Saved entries
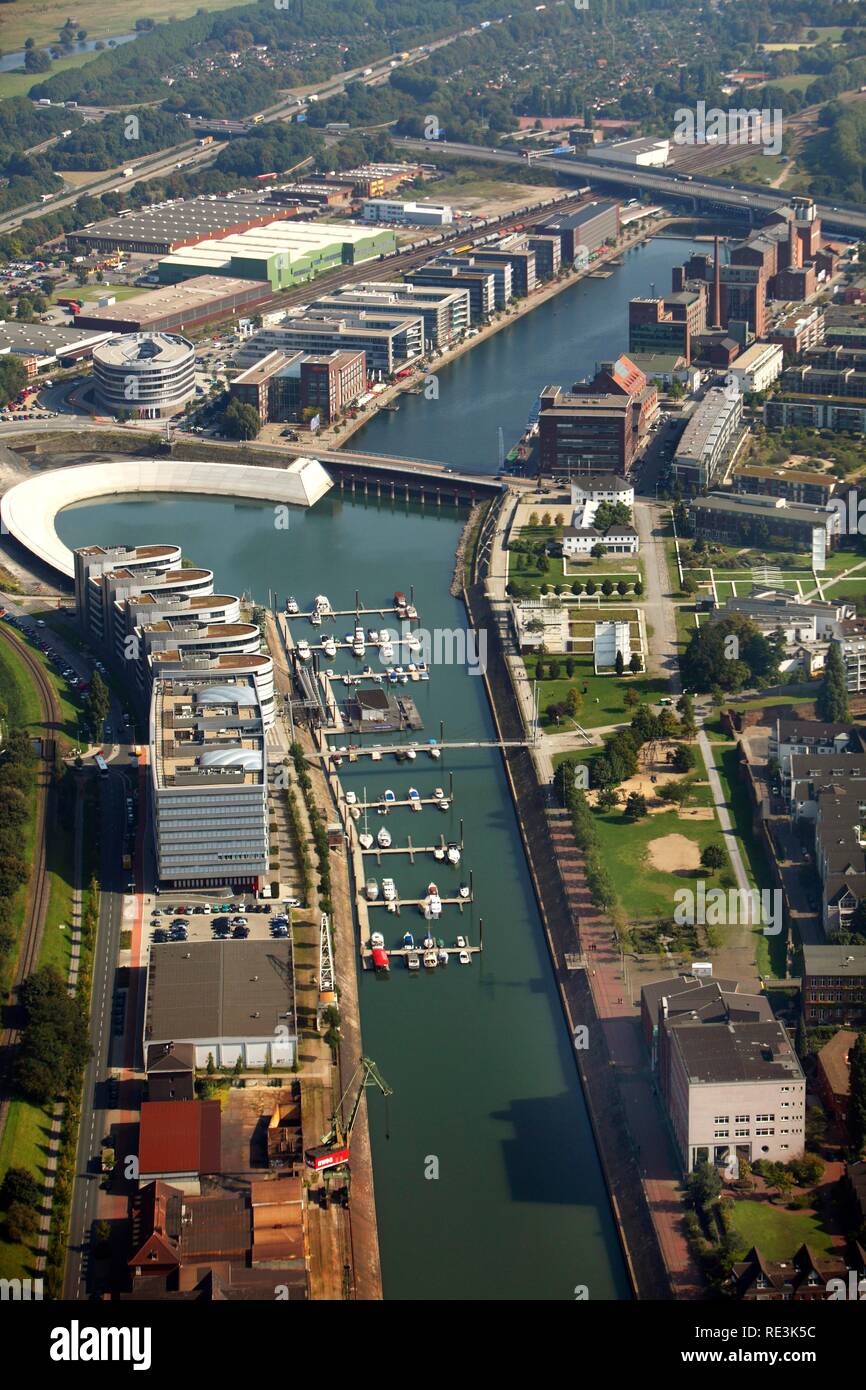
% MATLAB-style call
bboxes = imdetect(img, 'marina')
[55,241,689,1295]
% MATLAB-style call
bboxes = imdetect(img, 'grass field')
[0,1097,53,1280]
[50,282,144,305]
[528,653,668,729]
[0,48,102,101]
[728,1200,836,1260]
[590,804,728,920]
[0,0,241,52]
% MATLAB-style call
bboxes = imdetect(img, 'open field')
[0,0,242,52]
[0,48,102,101]
[590,805,729,920]
[0,1097,53,1280]
[421,174,563,218]
[50,281,145,305]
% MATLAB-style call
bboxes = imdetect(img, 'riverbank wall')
[460,511,671,1300]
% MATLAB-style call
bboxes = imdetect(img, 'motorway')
[394,136,866,238]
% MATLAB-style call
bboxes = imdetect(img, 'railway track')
[0,624,62,1141]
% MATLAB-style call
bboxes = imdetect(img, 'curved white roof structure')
[0,455,332,579]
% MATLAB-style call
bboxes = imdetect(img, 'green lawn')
[590,804,728,920]
[528,654,666,729]
[728,1200,837,1260]
[0,1097,53,1280]
[50,282,145,305]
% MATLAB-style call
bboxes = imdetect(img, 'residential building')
[764,397,866,433]
[570,475,634,508]
[562,522,639,557]
[526,233,561,280]
[145,1042,196,1103]
[815,1029,859,1135]
[732,462,838,507]
[730,1245,857,1301]
[628,298,691,362]
[728,341,783,394]
[768,307,825,357]
[688,492,839,558]
[802,945,866,1027]
[673,387,744,491]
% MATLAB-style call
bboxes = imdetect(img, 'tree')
[596,786,619,811]
[601,578,614,596]
[671,743,696,773]
[24,48,52,74]
[549,659,561,680]
[5,1201,38,1243]
[590,543,607,559]
[528,512,539,528]
[681,573,698,596]
[206,1052,216,1075]
[585,579,596,596]
[816,642,850,723]
[223,397,261,440]
[535,660,545,682]
[629,652,642,675]
[617,580,628,596]
[624,687,640,709]
[0,1167,40,1210]
[633,578,643,597]
[700,843,726,873]
[614,650,624,676]
[566,688,581,719]
[624,791,647,819]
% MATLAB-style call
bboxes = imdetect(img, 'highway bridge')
[396,136,866,239]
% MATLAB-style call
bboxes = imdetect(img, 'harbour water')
[54,234,701,1299]
[353,234,706,472]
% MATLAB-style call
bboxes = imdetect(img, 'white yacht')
[382,877,397,902]
[315,594,332,615]
[323,636,337,658]
[370,930,385,948]
[286,596,299,614]
[344,790,357,805]
[310,609,321,627]
[296,640,312,661]
[377,826,392,849]
[365,878,379,901]
[446,843,461,866]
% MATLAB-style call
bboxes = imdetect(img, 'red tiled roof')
[139,1100,222,1176]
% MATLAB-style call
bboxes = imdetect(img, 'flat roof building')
[149,673,269,889]
[143,938,297,1068]
[157,221,396,292]
[673,387,744,490]
[688,491,839,558]
[308,280,470,350]
[0,319,113,370]
[70,198,300,256]
[74,275,273,335]
[238,308,422,374]
[92,332,196,420]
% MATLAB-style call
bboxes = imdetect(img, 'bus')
[94,754,109,778]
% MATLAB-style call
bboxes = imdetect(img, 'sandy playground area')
[646,833,703,874]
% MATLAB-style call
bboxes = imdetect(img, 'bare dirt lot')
[646,833,703,874]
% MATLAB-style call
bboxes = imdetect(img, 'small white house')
[594,620,631,671]
[570,475,634,508]
[563,524,639,557]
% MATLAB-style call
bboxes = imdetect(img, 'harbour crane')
[305,1056,393,1173]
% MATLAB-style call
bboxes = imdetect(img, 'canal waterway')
[54,234,702,1299]
[354,234,707,472]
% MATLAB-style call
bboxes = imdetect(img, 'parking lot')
[145,898,300,946]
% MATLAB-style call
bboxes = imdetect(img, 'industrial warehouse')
[156,221,397,291]
[74,275,274,335]
[69,198,301,256]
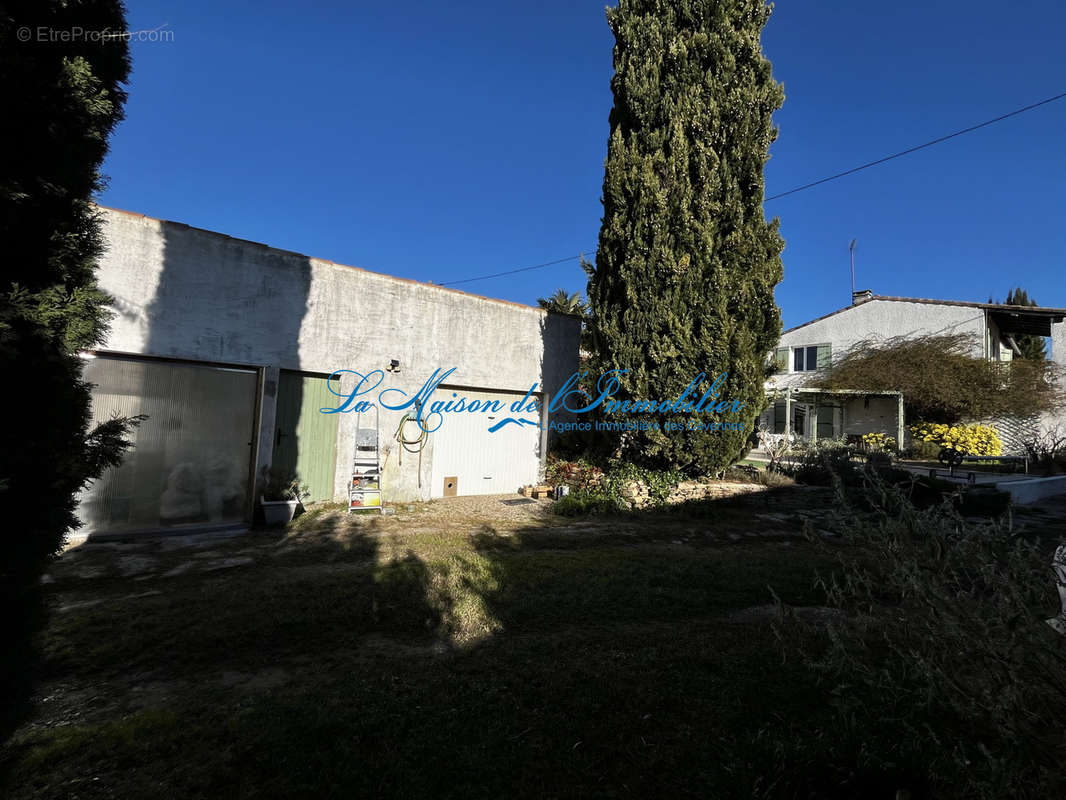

**What you have to do:** Every record above must be repeated exactly, with the pictures dropped.

**Exercise answer:**
% MATLAB-style call
bboxes = imdetect(img, 'marina')
[55,241,689,1295]
% MATLAB-style call
bboxes = imdetect(img, 'grass field')
[0,1097,53,1280]
[50,282,144,305]
[528,653,668,729]
[0,48,102,101]
[728,1200,836,1260]
[590,804,728,920]
[0,0,241,52]
% MATLAB-style call
bboxes = imdetect(img, 'open field')
[0,0,242,52]
[0,48,102,101]
[590,805,729,920]
[0,1097,53,1280]
[421,174,563,218]
[50,281,145,305]
% MATLAB-style call
bboxes = imdetect(img, 'riverbank wall')
[460,511,671,1300]
% MATLAB-style call
bboxes = imdetect(img, 'motorway')
[394,136,866,238]
% MATLAB-style call
bboxes = imdetect(img, 'railway track')
[0,624,62,1141]
% MATLAB-style call
bboxes = imdetect(img, 'curved white roof structure')
[0,455,332,579]
% MATLAB-style call
bboxes = imdetect(img, 'green lawn')
[590,804,728,920]
[528,654,666,729]
[728,1200,837,1260]
[0,1097,53,1280]
[50,282,145,305]
% MATLAB-style call
bboxes = imdetect(img, 'residential building')
[764,397,866,433]
[570,475,634,508]
[562,522,639,557]
[526,233,561,280]
[145,1042,196,1103]
[815,1029,859,1135]
[732,462,838,507]
[730,1245,857,1301]
[628,298,691,362]
[728,341,783,394]
[768,307,825,357]
[688,492,839,558]
[802,945,866,1027]
[673,387,744,491]
% MATLAB-style call
bboxes = imdetect(img, 'tree')
[596,786,619,811]
[601,578,614,596]
[671,743,696,773]
[24,48,52,74]
[549,659,561,680]
[5,1201,38,1243]
[590,543,607,559]
[528,512,539,528]
[681,573,698,596]
[206,1052,216,1075]
[585,579,596,596]
[816,642,850,723]
[223,397,261,440]
[535,660,545,682]
[629,652,642,675]
[617,580,628,596]
[624,687,640,709]
[0,1167,40,1210]
[633,578,643,597]
[700,843,726,873]
[614,650,624,676]
[566,688,581,719]
[624,791,647,819]
% MATLAB-style call
bboxes = imdetect(img, 'highway bridge')
[396,136,866,239]
% MATLAB-style call
bboxes = imdetect(img, 'harbour water')
[54,234,701,1299]
[353,234,706,472]
% MATLAB-style call
bboxes = imdetect(img, 'white yacht')
[382,877,397,902]
[315,594,332,615]
[323,636,337,658]
[370,930,385,948]
[286,596,299,614]
[344,790,357,805]
[310,609,321,627]
[296,640,312,661]
[377,826,392,849]
[365,878,379,901]
[446,843,461,866]
% MATLAB-style call
bboxes = imdetect(img, 'red tiled roof')
[139,1100,222,1176]
% MATLAB-style call
bboxes = imdetect(img, 'flat roof building')
[149,673,269,889]
[143,938,297,1068]
[157,221,396,292]
[673,387,744,490]
[688,491,839,558]
[308,280,470,350]
[0,319,113,370]
[70,198,300,256]
[74,275,273,335]
[238,308,422,374]
[92,332,196,420]
% MATLAB-style call
bboxes = imdetect(img, 'bus')
[94,754,109,778]
% MATLAB-style call
bboxes = imdetect(img, 'sandy playground area')
[646,833,703,874]
% MATLAB-style call
bboxes = imdetect(img, 'bare dirt lot')
[646,833,703,874]
% MATLAB-style call
bboxes = imdetect(img, 'small white house')
[594,620,631,671]
[570,475,634,508]
[563,524,639,557]
% MATLAB-style call
bboxes = imdetect(img, 'harbour crane')
[305,1056,393,1173]
% MATLAB-style call
bboxes = imdetect(img, 'canal waterway')
[54,234,702,1299]
[354,234,707,472]
% MATLAB-style call
bboxes = imdetect(img, 'parking lot')
[145,898,300,946]
% MATLAB-style call
bboxes = imdetect(img, 'industrial warehouse')
[156,221,397,291]
[74,275,274,335]
[69,198,301,256]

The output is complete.